* AIM OF THE EXERCISE *
Please turn the stretch from the start of the records through the line containing "256,491 -> 362,563" into a Markdown table with the columns "Row" and "Line". Number each row and leave out blank lines.

* Entries for locating named things *
-*-

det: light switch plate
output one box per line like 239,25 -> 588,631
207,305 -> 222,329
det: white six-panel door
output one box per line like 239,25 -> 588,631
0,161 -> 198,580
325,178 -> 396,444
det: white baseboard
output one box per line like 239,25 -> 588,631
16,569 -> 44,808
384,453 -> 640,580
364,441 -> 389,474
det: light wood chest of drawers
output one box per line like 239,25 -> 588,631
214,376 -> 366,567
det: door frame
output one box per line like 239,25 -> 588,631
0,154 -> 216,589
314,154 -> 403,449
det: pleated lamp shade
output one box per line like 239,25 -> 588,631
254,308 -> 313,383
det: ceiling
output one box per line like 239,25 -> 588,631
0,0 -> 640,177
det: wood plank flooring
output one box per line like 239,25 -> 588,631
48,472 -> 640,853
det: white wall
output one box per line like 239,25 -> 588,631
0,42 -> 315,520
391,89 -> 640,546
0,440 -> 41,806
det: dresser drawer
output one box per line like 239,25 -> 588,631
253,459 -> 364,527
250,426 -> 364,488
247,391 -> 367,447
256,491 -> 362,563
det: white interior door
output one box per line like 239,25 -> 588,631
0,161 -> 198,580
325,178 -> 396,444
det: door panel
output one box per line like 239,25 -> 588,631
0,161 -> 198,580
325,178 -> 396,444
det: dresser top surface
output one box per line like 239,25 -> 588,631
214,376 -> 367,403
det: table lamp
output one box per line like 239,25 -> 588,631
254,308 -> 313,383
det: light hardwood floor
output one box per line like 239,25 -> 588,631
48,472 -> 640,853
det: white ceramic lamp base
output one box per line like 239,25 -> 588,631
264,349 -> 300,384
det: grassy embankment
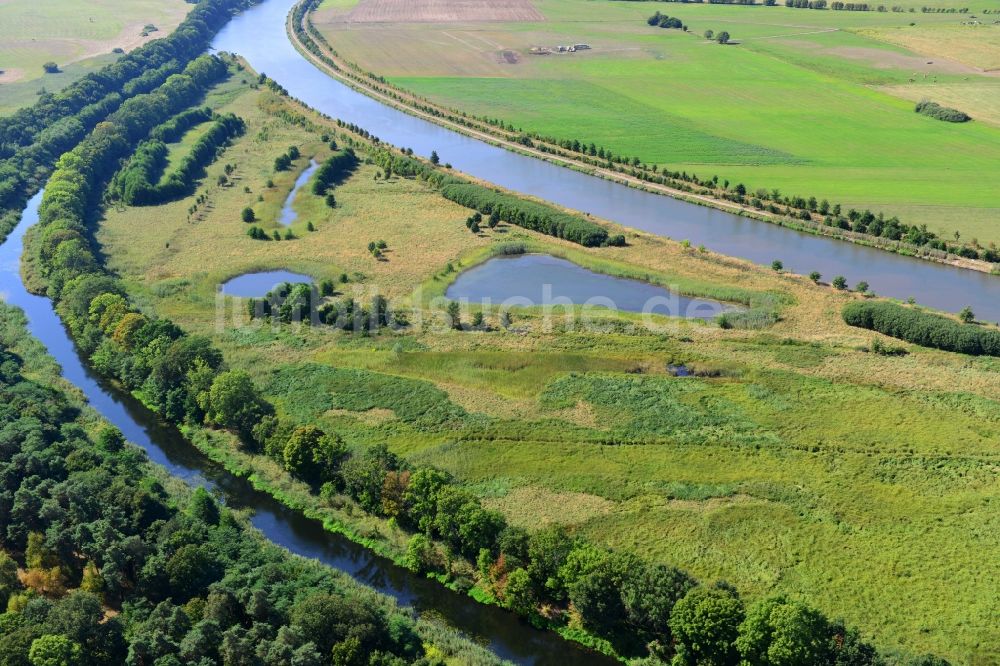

-*-

* FULL OUTPUT *
| Row | Line |
|---|---|
| 1 | det: light switch plate |
| 2 | output one box per line like 239,25 -> 588,631 |
| 3 | 207,305 -> 222,329 |
| 4 | det: white six-panel door |
| 5 | output one box per line like 239,25 -> 588,631 |
| 6 | 0,161 -> 198,580 |
| 7 | 325,178 -> 396,444 |
| 8 | det: white baseboard |
| 9 | output one box per line like 239,25 -> 588,631 |
| 10 | 16,569 -> 44,808 |
| 11 | 384,453 -> 640,580 |
| 12 | 364,441 -> 389,474 |
| 13 | det: light wood chest of drawers |
| 14 | output one box per line like 239,25 -> 588,631 |
| 15 | 214,376 -> 366,567 |
| 16 | det: door frame |
| 17 | output one box per line like 239,25 -> 588,631 |
| 18 | 0,154 -> 216,589 |
| 19 | 314,154 -> 403,449 |
| 20 | det: pleated lamp shade |
| 21 | output one box per line like 239,25 -> 588,631 |
| 22 | 254,308 -> 313,383 |
| 23 | det: ceiling |
| 24 | output one box per line like 239,25 -> 588,631 |
| 25 | 0,0 -> 640,177 |
| 26 | det: wood plank flooring |
| 27 | output one box per line like 239,25 -> 588,631 |
| 28 | 48,472 -> 640,853 |
| 29 | det: white wall |
| 30 | output one box per line like 239,25 -> 588,631 |
| 31 | 0,42 -> 315,520 |
| 32 | 391,89 -> 640,546 |
| 33 | 0,440 -> 41,806 |
| 34 | det: dresser drawer |
| 35 | output one box per line like 239,25 -> 588,631 |
| 36 | 253,459 -> 364,527 |
| 37 | 250,426 -> 364,488 |
| 38 | 247,391 -> 367,447 |
| 39 | 256,491 -> 362,563 |